◆ EXTRACT PROVIDED ◆
###
The top 10 words on Wikipedia are:
33,535,571 ×  the the the the the the the the the the the
17,093,829 ×  of of of of of of
13,738,373 ×  in in in in in
13,188,068 ×  and and and and
10,759,896 ×  a a a a
10,443,624 ×  to to to
5,826,723 ×  is is is is is is is is is is is is is is is is is is is
5,008,425 ×  was was was was was was was was was was was was was was was was was
4,357,494 ×  on on on on on on on on on on on on on on on
4,337,447 ×  for for for for for for for for for for for for for for
There's a total of 538,692,767 words on Wikipedia


What are the top 10 words on Wikipedia? How many times does the word word appear? Which 13-letter word is used 4 times more often than any other? Which of the words who, when, where, what and why is seen most frequently?

Wikipedia is an intriguing source of data. It's often quirky: the most common 9-letter word on Wikipedia is Wikipedia. It's often messy: of the top 10 words beginning with x, one is XML, one is Xbox, and another four are Roman numerals. But for sheer quantity of open data, it's irresistable.


I counted words on Wikipedia as follows:

1. I downloaded a snapshot of English-language Wikipedia from 1 April 2017.

2. I considered only articles, templates, media/file descriptions and primary meta-pages. I omitted edit history and discussion.

3. I analyzed only the core text. I did not consider headings or captions, since these would have skewed the results. For example, the words "further", "reading", "external" and "links" would have been massively overrepresented had I included headings such as "Further reading" and "External links".
###
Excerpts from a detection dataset
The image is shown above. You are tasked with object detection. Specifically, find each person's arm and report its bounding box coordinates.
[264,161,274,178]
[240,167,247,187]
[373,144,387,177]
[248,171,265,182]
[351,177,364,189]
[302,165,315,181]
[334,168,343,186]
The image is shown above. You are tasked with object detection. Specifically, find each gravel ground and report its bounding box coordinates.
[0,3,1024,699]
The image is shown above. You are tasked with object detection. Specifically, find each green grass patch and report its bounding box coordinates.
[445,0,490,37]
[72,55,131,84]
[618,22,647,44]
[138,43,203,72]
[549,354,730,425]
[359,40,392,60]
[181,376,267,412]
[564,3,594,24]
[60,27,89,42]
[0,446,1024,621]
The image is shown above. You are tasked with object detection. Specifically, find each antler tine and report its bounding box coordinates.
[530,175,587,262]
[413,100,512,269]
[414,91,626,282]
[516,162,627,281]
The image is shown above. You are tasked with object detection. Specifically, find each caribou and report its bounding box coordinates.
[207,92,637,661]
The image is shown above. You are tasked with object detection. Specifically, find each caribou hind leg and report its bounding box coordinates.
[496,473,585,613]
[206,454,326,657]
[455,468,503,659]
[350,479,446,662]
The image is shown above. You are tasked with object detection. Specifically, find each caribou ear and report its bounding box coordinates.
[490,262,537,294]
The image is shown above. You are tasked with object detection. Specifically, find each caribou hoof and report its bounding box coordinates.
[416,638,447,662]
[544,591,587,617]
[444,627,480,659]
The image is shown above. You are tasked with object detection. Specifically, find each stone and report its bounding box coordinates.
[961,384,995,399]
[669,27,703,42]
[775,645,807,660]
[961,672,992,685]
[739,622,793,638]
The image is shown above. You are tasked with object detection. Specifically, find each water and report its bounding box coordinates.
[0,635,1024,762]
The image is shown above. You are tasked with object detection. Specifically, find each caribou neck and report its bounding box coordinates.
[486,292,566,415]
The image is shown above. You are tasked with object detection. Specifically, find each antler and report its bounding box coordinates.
###
◆ PROBLEMS ◆
A. In the Wikipedia word-count text, which date was the downloaded snapshot of English-language Wikipedia from?
B. Pick up the Wikipedia word-count text after its final sentence and carry it forward.

◆ RESPONSES IN ORDER ◆
A. 1 April 2017.

B.
4. I stripped HTML, Wiki markup and other non-English-language elements as far as possible.

5. I excluded words with accents. It's a shame to have lost words like café and résumé, but it simplified the task significantly.

6. I treated different parts of a word as different words (e.g. think, thinks, thinking, thought and thoughts as different words).

7. I split hyphenated words into separate words (e.g. up-to-date into three separate words, up, to and date), but kept words with apostrophes as single words (e.g. don't), stripping any apostrophe or apostrophe-s from the end of a word (e.g. reducing Einstein's to Einstein).

8. I made no attempt to remove non-words. For example, the words st (from the ordinal 1st), utc (from the abbreviation UTC), www (from URLs) and e (from e. e. cummings and other initials) are all in there.

9. I analyzed a huge amount of data, not all of it clean, so there are many peculiarities in the results.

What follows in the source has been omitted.